» **TEXTO FORNECIDO**:
Rodas culturais ocupam as ruas e viram espaço de resistência do hip-hop
Rio – Espaços de resistência da cultura hip-hop, as rodas culturais vêm se destacando cada vez mais na cena não só carioca, mas em todo o estado do Rio. Seja na calçada, em uma praça, o local que for, os participantes mostram suas habilidades no freestyle a partir de sua vivência. Com isso, a arte do improviso resiste e o jovem periférico ganha voz.
Filhas de eventos que fizeram história na cena do hip-hop carioca, como a Batalha do Real e Liga dos MCs, algumas rodas – que hoje abraçam outros ritmos – existem há quase 10 anos, quando surgiu o Circuito Carioca de Ritmo e Poesia (CCRP). Driblando as dificuldades de realizar um evento na rua, tanto no aspecto financeiro quanto no burocrático, os organizadores resistem e ocupam os espaços urbanos, dando voz e revelando várias gerações que usam as rodas como trampolim para o sucesso.
Em Manguinhos, improvisadores se reúnem na Roda Cultural PacStão, uma alusão crítica ao Programa de Aceleração do Crescimento (PAC), que na visão deles pouco trouxe de melhoria para as comunidades da região. Assim como no jogo de palavras usado nas batalhas de rimas, a organização é na base do improviso, mas acontece religiosamente todas as segundas-feiras.
“Nós não temos apoio governamental, de ONGs, ou algo de tipo. A roda é feita do nosso próprio bolso, cada um põe o que tem e alugamos o som, conseguimos até por um preço barato, pois quem aluga para nós é o próprio morador da favela. Ele vê todo o trabalho que fazemos e faz por um preço bacana”, diz Alexandre Campos, 22 anos, o Xandy MC, cantor de rap que organiza e é um dos mestres de cerimônia da roda.
Segundo ele, a roda nasceu a partir de outra já existente que levava Manguinhos no nome e surgiu com a iniciativa do CCRP, em 2010. “A roda já existe há uns 6 anos, chegou a ficar inativa durante quase um ano. Há dois anos tivemos a construção do skateparkem frente a biblioteca [Parque de Manguinhos] e um amigo nosso que trabalhou nas obras teve a ideia de voltar com as atividades da roda, então criamos a Roda Cultural Do Pac’Stão, um nome que já era bem conhecido entre os jovens dali. Ao invés de ser Programa de Aceleração do Crescimento do governo, botamos “Por Amor a Cultura”, conta.

» **MATERIAL FORNECIDO**:

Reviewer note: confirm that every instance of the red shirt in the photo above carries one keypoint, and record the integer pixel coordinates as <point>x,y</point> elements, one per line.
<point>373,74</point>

» **PEDIDO RECEBIDO 1**:
Por favor, transcreva do texto sobre as rodas culturais o trecho que começa em "Rodas culturais ocupam" e termina em "periférico ganha voz.".
» **PEDIDO RECEBIDO 2**:
Responda com base no texto sobre as rodas culturais:
(a) Em que dia da semana acontece a Roda Cultural PacStão?
(b) Qual é a idade de Alexandre Campos, o Xandy MC?
(c) Em que ano surgiu a roda anterior que levava Manguinhos no nome?

» **RESULTADO DA TAREFA 1**:
Rodas culturais ocupam as ruas e viram espaço de resistência do hip-hop
Rio – Espaços de resistência da cultura hip-hop, as rodas culturais vêm se destacando cada vez mais na cena não só carioca, mas em todo o estado do Rio. Seja na calçada, em uma praça, o local que for, os participantes mostram suas habilidades no freestyle a partir de sua vivência. Com isso, a arte do improviso resiste e o jovem periférico ganha voz.

» **RESULTADO DA TAREFA 2**:
(a) Às segundas-feiras.
(b) 22 anos.
(c) Em 2010.